About this exercise
Search the material for the word "covered" and report each line where it turns up.

Data extract
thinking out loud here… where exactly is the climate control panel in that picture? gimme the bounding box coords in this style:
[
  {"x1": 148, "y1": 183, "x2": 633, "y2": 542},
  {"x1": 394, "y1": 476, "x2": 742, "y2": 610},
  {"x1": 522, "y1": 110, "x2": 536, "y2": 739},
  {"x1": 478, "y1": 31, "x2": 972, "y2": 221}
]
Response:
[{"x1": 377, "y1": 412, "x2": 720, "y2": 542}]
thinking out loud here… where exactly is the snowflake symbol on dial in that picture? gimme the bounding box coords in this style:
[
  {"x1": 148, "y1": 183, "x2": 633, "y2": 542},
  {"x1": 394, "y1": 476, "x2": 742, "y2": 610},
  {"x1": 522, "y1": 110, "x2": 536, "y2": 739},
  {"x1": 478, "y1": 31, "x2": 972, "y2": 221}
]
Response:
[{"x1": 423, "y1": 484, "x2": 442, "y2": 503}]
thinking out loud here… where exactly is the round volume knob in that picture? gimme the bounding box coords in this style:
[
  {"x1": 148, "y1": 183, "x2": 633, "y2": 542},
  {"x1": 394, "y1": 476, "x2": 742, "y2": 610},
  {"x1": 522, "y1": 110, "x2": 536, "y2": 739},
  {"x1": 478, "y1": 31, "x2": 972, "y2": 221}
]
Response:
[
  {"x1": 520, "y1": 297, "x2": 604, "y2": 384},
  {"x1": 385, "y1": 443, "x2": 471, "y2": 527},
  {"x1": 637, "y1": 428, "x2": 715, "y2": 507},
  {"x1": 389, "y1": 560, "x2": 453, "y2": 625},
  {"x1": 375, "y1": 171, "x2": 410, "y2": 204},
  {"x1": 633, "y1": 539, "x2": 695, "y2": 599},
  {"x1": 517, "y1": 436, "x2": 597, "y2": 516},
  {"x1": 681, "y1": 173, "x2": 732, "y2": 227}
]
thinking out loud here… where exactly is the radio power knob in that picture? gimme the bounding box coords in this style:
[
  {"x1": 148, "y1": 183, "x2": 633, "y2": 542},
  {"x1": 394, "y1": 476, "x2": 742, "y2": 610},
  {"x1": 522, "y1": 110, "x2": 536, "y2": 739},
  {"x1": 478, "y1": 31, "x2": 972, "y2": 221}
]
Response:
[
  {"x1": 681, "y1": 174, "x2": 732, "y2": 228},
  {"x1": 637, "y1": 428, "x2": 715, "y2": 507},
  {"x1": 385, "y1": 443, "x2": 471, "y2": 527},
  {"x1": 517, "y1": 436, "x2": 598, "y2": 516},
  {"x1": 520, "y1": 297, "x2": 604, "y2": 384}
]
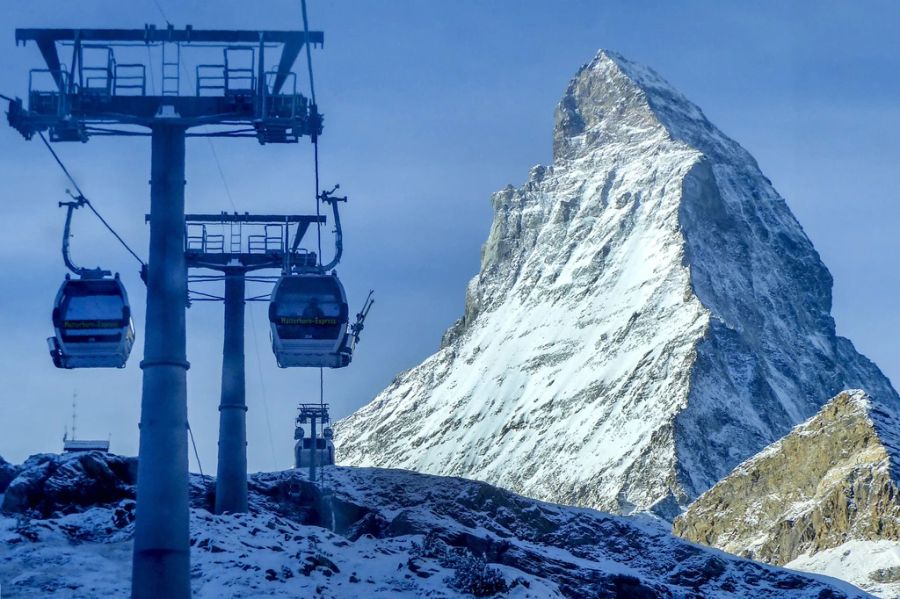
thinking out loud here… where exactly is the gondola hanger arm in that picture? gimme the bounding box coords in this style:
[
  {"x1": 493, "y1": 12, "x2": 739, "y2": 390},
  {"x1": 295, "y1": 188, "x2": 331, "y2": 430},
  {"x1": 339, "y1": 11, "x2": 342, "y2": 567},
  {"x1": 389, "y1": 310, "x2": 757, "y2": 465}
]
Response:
[
  {"x1": 59, "y1": 191, "x2": 111, "y2": 279},
  {"x1": 318, "y1": 183, "x2": 346, "y2": 203},
  {"x1": 317, "y1": 183, "x2": 346, "y2": 272},
  {"x1": 37, "y1": 132, "x2": 147, "y2": 276}
]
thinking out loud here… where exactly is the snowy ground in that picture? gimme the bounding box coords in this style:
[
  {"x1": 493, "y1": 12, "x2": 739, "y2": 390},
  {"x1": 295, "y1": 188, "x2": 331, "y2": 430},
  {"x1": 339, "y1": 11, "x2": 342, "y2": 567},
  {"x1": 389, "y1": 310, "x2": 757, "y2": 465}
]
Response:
[
  {"x1": 0, "y1": 453, "x2": 875, "y2": 598},
  {"x1": 788, "y1": 541, "x2": 900, "y2": 599},
  {"x1": 0, "y1": 511, "x2": 559, "y2": 598}
]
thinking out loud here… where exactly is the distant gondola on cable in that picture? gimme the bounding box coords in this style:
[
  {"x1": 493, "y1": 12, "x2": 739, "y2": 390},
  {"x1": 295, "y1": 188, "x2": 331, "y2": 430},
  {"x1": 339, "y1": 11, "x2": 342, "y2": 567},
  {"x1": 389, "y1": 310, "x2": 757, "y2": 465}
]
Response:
[
  {"x1": 47, "y1": 195, "x2": 136, "y2": 369},
  {"x1": 268, "y1": 185, "x2": 373, "y2": 369},
  {"x1": 294, "y1": 424, "x2": 335, "y2": 469}
]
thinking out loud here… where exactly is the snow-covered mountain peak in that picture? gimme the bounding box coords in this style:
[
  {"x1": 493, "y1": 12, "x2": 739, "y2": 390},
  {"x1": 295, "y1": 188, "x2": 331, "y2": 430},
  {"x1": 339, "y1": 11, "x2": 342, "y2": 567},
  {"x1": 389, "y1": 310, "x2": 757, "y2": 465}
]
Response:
[
  {"x1": 553, "y1": 49, "x2": 751, "y2": 169},
  {"x1": 336, "y1": 49, "x2": 897, "y2": 516},
  {"x1": 552, "y1": 49, "x2": 664, "y2": 162}
]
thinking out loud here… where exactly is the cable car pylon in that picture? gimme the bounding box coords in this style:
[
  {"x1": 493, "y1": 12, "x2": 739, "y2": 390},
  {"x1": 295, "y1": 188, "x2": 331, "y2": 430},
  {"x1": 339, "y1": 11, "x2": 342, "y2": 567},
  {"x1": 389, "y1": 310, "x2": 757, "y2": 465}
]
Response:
[
  {"x1": 9, "y1": 23, "x2": 324, "y2": 599},
  {"x1": 183, "y1": 212, "x2": 324, "y2": 515}
]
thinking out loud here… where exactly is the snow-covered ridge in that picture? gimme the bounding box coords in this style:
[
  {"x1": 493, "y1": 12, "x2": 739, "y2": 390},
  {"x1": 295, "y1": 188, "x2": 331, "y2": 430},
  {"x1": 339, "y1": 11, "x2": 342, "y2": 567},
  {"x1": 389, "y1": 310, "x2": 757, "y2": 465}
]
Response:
[
  {"x1": 726, "y1": 389, "x2": 900, "y2": 480},
  {"x1": 0, "y1": 452, "x2": 873, "y2": 598},
  {"x1": 336, "y1": 48, "x2": 897, "y2": 515},
  {"x1": 600, "y1": 51, "x2": 757, "y2": 167}
]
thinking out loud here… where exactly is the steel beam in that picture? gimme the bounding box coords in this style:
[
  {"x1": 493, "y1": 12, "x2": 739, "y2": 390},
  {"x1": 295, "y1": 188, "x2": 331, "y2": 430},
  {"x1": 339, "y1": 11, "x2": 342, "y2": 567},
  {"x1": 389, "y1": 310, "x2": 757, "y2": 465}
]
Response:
[
  {"x1": 35, "y1": 37, "x2": 63, "y2": 91},
  {"x1": 215, "y1": 270, "x2": 248, "y2": 514},
  {"x1": 16, "y1": 27, "x2": 323, "y2": 46},
  {"x1": 132, "y1": 122, "x2": 190, "y2": 599},
  {"x1": 271, "y1": 39, "x2": 302, "y2": 95},
  {"x1": 184, "y1": 213, "x2": 324, "y2": 224}
]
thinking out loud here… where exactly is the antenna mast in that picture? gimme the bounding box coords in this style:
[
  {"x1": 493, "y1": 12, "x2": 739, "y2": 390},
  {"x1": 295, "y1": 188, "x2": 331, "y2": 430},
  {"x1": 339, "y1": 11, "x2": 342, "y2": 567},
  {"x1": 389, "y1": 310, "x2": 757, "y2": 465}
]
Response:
[{"x1": 71, "y1": 391, "x2": 77, "y2": 441}]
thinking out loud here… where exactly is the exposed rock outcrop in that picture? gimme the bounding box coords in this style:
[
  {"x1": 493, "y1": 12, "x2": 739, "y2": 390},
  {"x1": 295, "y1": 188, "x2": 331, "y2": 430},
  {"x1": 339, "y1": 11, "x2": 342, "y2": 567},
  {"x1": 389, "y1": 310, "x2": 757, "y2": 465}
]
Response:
[
  {"x1": 335, "y1": 49, "x2": 898, "y2": 514},
  {"x1": 674, "y1": 390, "x2": 900, "y2": 596},
  {"x1": 0, "y1": 456, "x2": 19, "y2": 494},
  {"x1": 1, "y1": 451, "x2": 137, "y2": 517}
]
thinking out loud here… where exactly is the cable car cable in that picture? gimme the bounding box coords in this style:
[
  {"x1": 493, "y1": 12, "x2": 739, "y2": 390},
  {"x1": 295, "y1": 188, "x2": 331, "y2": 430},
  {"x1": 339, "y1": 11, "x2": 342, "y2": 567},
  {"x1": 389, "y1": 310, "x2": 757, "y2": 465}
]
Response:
[
  {"x1": 80, "y1": 201, "x2": 145, "y2": 268},
  {"x1": 285, "y1": 0, "x2": 342, "y2": 466},
  {"x1": 187, "y1": 422, "x2": 205, "y2": 479},
  {"x1": 300, "y1": 0, "x2": 323, "y2": 266},
  {"x1": 248, "y1": 306, "x2": 280, "y2": 469},
  {"x1": 319, "y1": 365, "x2": 325, "y2": 490},
  {"x1": 207, "y1": 140, "x2": 239, "y2": 212},
  {"x1": 37, "y1": 132, "x2": 146, "y2": 269},
  {"x1": 300, "y1": 0, "x2": 317, "y2": 107},
  {"x1": 150, "y1": 0, "x2": 172, "y2": 27},
  {"x1": 36, "y1": 132, "x2": 88, "y2": 199},
  {"x1": 314, "y1": 142, "x2": 322, "y2": 266}
]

Result
thinking out loud here… where exactly is the snow-covered mountain peak in that picture? gimme the bounding box coords in this style:
thinking out loud here… where exactly is the snow-covered ridge in that picture? gimme the bounding box coords in this style:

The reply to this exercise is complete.